RECORDS PROVIDED:
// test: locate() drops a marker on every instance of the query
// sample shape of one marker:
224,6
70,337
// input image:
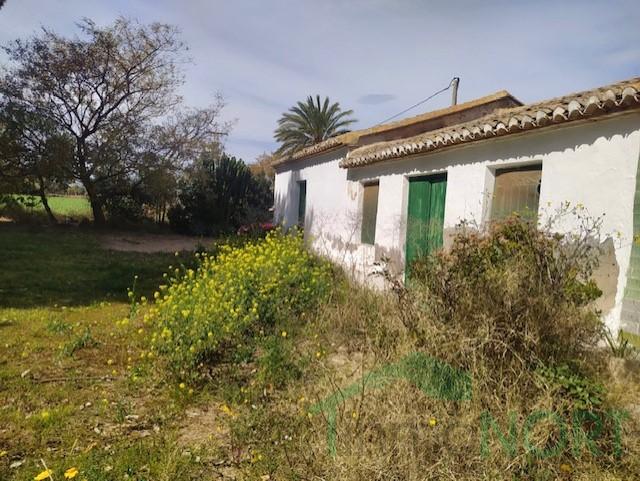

WRITTEN INSTRUCTION:
Can you reproduce every line of the items above word for word, leaving out the pictures?

RESPONSE:
// test: locate() drops a marker on every instance of the query
// sample shape of one marker:
224,6
70,337
// input image:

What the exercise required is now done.